• Instruction: Pull out every line in the data below that contains the string "building" and list those lines.

• Input data:
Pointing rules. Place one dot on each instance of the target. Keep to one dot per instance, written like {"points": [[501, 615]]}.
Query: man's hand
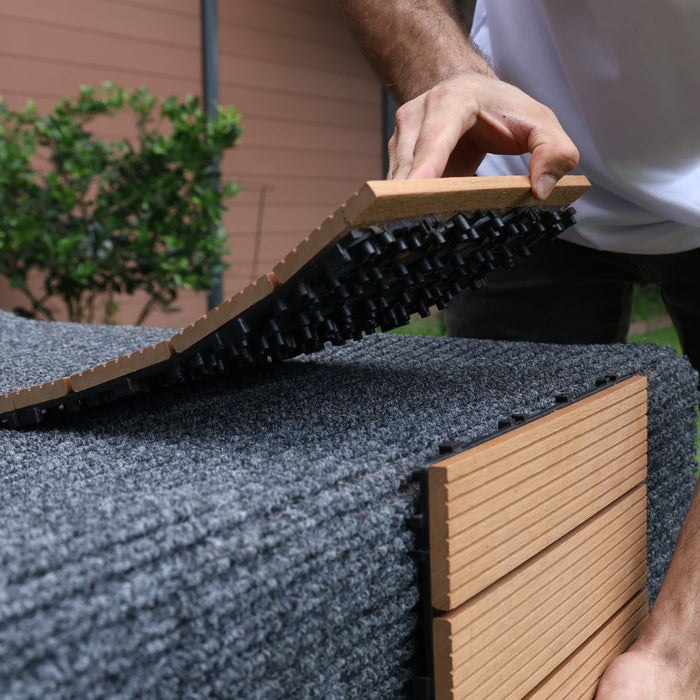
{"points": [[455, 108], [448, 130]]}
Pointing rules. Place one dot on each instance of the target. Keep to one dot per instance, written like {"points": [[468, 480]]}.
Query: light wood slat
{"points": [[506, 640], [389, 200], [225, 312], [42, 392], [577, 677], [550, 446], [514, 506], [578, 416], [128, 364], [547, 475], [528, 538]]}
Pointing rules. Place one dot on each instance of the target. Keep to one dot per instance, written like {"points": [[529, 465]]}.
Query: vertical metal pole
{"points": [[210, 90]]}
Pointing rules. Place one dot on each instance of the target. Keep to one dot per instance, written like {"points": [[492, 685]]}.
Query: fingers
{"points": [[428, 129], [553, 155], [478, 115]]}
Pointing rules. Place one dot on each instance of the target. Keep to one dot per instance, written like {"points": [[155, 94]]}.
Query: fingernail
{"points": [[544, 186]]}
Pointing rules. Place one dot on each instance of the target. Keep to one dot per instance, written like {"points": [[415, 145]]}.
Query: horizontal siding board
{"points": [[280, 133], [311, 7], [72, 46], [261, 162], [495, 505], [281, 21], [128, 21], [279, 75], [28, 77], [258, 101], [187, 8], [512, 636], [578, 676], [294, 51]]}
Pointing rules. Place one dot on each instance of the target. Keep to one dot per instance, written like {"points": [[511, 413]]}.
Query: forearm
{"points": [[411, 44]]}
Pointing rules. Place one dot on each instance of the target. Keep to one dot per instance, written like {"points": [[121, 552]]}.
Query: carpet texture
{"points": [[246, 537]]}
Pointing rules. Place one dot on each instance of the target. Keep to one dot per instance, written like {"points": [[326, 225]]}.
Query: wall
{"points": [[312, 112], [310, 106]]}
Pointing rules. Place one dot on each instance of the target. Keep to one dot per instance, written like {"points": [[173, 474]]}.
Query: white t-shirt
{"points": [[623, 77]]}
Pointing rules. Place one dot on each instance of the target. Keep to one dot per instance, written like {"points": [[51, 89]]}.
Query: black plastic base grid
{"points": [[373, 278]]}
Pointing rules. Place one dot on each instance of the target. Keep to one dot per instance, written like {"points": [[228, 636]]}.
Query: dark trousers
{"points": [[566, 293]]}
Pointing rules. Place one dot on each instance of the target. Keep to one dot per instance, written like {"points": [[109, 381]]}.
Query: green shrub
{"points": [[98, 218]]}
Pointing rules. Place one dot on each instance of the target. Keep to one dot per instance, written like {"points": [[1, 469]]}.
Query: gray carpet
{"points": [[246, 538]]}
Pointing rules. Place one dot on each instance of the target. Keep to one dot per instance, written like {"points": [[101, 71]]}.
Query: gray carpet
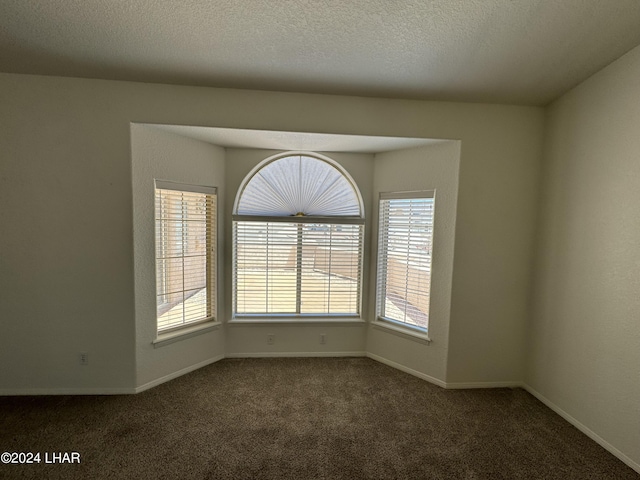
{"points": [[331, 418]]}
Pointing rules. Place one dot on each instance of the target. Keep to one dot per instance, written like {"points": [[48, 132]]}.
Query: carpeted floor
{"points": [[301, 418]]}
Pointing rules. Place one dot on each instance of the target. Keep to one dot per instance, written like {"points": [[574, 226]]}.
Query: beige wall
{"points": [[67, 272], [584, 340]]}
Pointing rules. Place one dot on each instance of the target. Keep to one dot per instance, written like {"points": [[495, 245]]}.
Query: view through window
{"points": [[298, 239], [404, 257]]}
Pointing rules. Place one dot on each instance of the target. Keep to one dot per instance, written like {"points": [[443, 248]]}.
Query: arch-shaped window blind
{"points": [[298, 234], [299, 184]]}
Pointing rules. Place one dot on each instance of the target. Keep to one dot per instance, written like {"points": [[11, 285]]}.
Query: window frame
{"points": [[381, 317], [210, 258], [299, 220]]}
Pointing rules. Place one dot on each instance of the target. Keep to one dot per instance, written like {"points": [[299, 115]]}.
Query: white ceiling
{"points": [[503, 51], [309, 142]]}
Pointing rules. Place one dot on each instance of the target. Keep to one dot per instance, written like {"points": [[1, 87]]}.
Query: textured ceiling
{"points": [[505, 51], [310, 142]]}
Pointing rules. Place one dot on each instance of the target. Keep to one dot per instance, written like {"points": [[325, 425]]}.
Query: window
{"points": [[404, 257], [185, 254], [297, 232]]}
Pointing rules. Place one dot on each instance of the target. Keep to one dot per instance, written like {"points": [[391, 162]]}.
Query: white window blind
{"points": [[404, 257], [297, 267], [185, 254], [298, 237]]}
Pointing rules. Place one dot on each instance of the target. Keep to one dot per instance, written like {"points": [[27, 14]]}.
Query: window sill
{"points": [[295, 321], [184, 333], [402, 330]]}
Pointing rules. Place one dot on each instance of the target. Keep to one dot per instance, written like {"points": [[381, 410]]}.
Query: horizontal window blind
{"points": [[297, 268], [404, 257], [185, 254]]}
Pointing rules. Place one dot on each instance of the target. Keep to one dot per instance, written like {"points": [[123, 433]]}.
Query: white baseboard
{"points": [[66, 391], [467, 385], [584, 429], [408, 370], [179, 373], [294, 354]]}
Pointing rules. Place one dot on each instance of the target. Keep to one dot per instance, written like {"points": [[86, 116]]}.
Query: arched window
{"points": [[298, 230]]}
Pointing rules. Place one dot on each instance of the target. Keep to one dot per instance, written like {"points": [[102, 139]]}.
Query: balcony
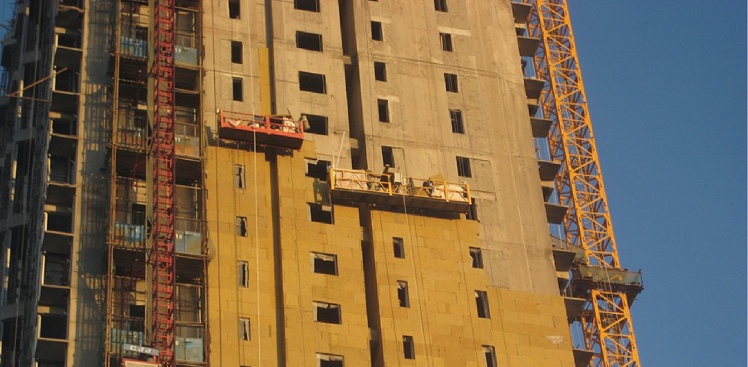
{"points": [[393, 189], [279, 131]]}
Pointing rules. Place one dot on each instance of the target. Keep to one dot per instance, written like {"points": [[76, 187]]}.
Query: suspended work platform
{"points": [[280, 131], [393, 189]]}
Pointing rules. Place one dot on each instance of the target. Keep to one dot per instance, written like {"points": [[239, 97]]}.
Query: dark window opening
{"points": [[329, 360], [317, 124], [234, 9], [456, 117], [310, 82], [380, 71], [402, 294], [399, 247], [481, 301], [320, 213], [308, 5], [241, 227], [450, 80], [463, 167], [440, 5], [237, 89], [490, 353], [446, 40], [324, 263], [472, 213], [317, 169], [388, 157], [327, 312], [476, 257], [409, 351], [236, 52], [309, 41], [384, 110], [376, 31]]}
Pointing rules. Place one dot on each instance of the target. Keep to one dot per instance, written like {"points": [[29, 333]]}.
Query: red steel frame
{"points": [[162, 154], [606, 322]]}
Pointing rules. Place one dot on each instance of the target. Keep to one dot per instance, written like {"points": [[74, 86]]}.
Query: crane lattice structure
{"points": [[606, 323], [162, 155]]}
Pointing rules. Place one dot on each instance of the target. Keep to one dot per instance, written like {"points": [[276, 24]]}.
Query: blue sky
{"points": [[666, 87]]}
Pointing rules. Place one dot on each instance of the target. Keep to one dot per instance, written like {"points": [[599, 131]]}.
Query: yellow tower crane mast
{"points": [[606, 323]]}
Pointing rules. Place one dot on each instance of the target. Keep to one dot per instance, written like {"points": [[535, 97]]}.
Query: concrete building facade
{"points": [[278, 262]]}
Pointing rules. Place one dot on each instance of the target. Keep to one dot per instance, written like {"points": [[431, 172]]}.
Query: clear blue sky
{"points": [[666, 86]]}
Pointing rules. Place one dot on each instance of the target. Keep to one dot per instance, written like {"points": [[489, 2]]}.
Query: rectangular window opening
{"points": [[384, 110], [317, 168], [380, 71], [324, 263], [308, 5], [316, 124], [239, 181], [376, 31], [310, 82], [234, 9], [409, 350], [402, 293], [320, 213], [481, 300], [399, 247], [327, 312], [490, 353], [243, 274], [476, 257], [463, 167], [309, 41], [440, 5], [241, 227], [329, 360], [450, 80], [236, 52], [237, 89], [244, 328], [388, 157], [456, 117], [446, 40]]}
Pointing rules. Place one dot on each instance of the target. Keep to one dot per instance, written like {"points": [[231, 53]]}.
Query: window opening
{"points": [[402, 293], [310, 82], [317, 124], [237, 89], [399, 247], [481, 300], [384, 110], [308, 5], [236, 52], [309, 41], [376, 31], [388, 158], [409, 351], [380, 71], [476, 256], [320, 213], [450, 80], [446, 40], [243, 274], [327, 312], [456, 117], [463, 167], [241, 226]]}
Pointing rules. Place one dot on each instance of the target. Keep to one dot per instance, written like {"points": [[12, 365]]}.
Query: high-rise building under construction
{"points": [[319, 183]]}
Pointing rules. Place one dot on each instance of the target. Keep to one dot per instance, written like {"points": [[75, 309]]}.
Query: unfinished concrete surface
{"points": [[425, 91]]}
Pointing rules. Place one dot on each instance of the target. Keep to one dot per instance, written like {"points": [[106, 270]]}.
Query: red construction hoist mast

• Task solution:
Query: concrete building facade
Query: high-rise building under construction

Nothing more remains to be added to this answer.